EXERCISE:
Transcribe the passage on the probability of life arising by chance, starting at "Although he is" and ending at "lie E coli.".

PASSAGE:
The question: What is the probability of life arriving solely by chance and natural process? is the right question. It is the crux of the issue.


a) Calculations of Sir Fred Hoyle and Chandra Wickramasinghe for random generation of a simple enzyme and calculations for a single celled bacterium.

Although he is an evolutionist, and an atheist, Hoyle sees the mathematical statistical difficulty in producing a single bacterium like E. coli. In his calculations of the probability of life emerging from chance interactions with chemicals, Hoyle assumed that the first living cell was much simpler than today’s bacteria. However, his calculation for the likelihood of even one very simple enzyme arising at the right time in the right place was only chance in 10^(20). Because there are thousands of different enzymes with different functions, to produce the simplest living cell, Hoyle calculated that about 2,000 enzymes were needed with each one performing a specific task to form a single bacterium lie E coli.

INFORMATION SUPPLIED:
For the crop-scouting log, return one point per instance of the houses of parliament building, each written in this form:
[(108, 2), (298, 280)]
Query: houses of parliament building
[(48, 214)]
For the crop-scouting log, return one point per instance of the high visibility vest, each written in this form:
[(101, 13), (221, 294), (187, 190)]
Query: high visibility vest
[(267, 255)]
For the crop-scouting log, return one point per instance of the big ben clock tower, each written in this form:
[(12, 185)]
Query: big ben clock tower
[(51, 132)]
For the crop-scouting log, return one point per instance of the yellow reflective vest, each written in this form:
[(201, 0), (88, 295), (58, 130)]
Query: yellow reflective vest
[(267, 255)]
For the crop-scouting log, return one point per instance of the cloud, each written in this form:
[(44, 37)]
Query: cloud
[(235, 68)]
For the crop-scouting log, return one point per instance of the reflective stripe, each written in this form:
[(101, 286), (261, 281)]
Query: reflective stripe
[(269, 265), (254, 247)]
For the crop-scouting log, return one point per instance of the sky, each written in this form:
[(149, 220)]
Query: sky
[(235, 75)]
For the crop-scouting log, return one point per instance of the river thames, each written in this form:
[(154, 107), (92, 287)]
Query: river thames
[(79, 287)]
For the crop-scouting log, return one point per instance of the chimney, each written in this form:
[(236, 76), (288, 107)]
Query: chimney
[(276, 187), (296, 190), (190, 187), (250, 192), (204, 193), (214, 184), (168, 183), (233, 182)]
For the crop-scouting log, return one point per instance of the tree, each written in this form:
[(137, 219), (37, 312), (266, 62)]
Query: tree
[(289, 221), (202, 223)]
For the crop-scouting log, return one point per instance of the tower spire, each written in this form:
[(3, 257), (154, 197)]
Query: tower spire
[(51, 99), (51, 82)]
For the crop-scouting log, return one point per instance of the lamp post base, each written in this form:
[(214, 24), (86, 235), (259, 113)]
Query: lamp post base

EXERCISE RESULT:
Although he is an evolutionist, and an atheist, Hoyle sees the mathematical statistical difficulty in producing a single bacterium like E. coli. In his calculations of the probability of life emerging from chance interactions with chemicals, Hoyle assumed that the first living cell was much simpler than today’s bacteria. However, his calculation for the likelihood of even one very simple enzyme arising at the right time in the right place was only chance in 10^(20). Because there are thousands of different enzymes with different functions, to produce the simplest living cell, Hoyle calculated that about 2,000 enzymes were needed with each one performing a specific task to form a single bacterium lie E coli.